# Start of Records for the task

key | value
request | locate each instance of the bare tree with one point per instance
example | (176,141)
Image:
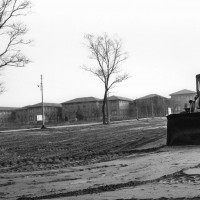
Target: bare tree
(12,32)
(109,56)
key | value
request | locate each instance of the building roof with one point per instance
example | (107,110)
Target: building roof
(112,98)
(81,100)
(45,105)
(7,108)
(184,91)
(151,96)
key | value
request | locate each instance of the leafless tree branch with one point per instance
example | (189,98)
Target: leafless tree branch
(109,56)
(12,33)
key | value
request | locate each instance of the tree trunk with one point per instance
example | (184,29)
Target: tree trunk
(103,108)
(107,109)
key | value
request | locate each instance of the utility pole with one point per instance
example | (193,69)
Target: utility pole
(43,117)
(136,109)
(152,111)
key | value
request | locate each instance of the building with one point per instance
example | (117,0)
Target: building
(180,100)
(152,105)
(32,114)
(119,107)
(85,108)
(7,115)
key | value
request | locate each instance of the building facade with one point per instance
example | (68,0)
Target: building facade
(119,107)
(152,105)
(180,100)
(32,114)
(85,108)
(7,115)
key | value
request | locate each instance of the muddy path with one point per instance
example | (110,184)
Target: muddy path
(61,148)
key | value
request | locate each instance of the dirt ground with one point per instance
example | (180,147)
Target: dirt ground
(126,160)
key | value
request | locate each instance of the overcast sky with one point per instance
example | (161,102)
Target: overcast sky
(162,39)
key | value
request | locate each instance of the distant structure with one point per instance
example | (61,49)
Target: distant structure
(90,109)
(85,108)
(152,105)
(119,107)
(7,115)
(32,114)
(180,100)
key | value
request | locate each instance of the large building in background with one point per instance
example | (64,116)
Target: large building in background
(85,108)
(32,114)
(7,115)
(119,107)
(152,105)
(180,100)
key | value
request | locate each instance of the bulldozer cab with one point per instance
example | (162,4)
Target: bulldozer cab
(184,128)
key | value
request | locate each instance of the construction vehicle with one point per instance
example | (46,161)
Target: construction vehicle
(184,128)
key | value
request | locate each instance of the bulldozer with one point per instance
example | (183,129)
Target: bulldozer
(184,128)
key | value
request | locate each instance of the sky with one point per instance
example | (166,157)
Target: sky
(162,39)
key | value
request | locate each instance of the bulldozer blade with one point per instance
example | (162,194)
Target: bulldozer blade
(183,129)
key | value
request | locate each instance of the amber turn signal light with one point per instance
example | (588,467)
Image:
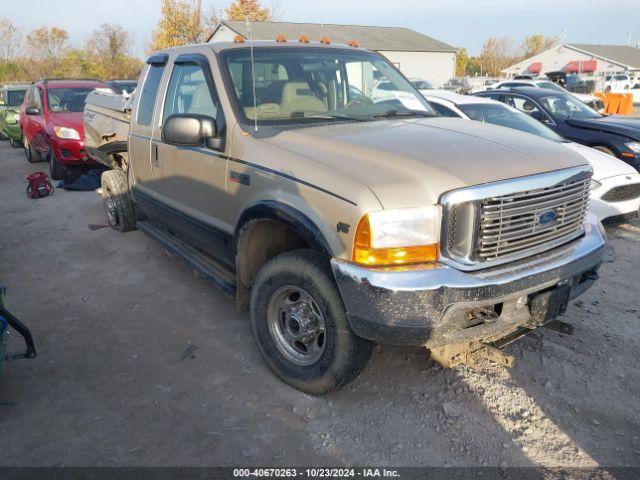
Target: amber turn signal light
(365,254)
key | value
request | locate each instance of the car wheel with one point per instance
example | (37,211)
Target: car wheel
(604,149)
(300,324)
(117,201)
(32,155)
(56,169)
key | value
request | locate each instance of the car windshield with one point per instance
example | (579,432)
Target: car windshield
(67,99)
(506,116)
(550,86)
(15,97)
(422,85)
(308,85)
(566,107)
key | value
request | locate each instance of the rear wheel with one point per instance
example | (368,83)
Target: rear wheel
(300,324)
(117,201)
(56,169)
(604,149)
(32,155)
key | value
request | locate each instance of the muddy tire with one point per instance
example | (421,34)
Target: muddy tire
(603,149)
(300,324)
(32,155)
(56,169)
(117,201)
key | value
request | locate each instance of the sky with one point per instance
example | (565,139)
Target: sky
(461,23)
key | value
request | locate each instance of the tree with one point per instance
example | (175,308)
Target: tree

# End of Records for the task

Reproduce the records verbatim, omitting all images they contain.

key | value
request | locate each instance of the bare tree with one point per instance
example | (176,141)
Image:
Target: bare tree
(12,32)
(109,56)
key | value
request | locate each instance of the building roof with one point per instance
example | (107,110)
Target: building roof
(112,98)
(81,100)
(45,105)
(7,108)
(184,91)
(151,96)
key | value
request | locate each instance of the leafless tree branch with one point per instance
example | (189,98)
Target: leafless tree branch
(109,56)
(12,33)
key | value
request | locate each instance of the tree trunk with one point per instance
example | (184,29)
Target: tree trunk
(103,108)
(107,109)
key | value
request | locate each instance of the utility pole with one point per instance
example | (193,69)
Target: utility pole
(43,117)
(136,109)
(152,111)
key | value
request | locate each instance of the building with one point per instance
example | (117,0)
Target: building
(180,100)
(152,105)
(32,114)
(119,107)
(85,108)
(7,115)
key | value
request | locate each instance of the building facade with one point per instance
example | (68,0)
Target: building facade
(119,107)
(152,105)
(180,100)
(32,114)
(85,108)
(7,115)
key | value
request | locate each instance of the muddy path with one point per instance
example | (110,184)
Target: muddy path
(61,148)
key | value
request | locate each instance of the dirt ground with one point per instance
example | (180,147)
Target: dirt ground
(126,160)
key | value
request | locate each instance of the overcast sky with one point per instance
example | (161,102)
Target: overcast sky
(162,39)
key | value
request | locate each instance of the distant structure with one point per instance
example | (61,49)
Target: distant structure
(90,109)
(85,108)
(152,105)
(119,107)
(7,115)
(32,114)
(180,100)
key | value
request | locate each instance of the large building in background with one point per instance
example | (64,116)
Target: large building in background
(85,108)
(32,114)
(7,115)
(119,107)
(152,105)
(180,100)
key | value
request | locate each instance of the bulldozer cab with one point per instance
example | (162,4)
Target: bulldozer cab
(184,128)
key | value
request | locate each instance of the construction vehicle with one point per instance
example | (46,161)
Target: construction vehicle
(184,128)
key | value
request | locate each instance of the bulldozer with one point per instance
example | (183,129)
Target: bulldozer
(184,128)
key | value
request | locate each instance of the sky with one point per instance
example | (166,157)
Target: sky
(162,39)
key | value
request | locate each instance of the bulldozer blade with one point per instance
example | (162,194)
Target: bulldozer blade
(183,129)
key | value
request | locate each instance of the amber turn signal light with one point per instance
example | (588,467)
Image:
Target: amber turn signal light
(365,254)
key | value
request | locate each instance of the car wheel with one point per instance
example | (37,211)
Target: car wheel
(604,149)
(300,324)
(117,201)
(32,155)
(56,169)
key | value
request | locate each instance of the car windshield with one point per instance
example | (579,432)
Target: car windshield
(67,99)
(506,116)
(550,86)
(15,97)
(422,85)
(308,85)
(566,107)
key | value
request | locate each instance of the rear wheel with one point per instance
example | (368,83)
Target: rear wheel
(300,324)
(117,201)
(56,169)
(604,149)
(32,155)
key | value
request | locate each instance of the muddy tire with one point per instance
example | (421,34)
Target: muddy tire
(603,149)
(300,324)
(32,155)
(56,169)
(117,201)
key | value
request | locate each instance of the sky with one point per instance
example | (565,139)
Target: sky
(461,23)
key | value
request | locate each instance of the tree with one point per instance
example | (175,308)
Target: tree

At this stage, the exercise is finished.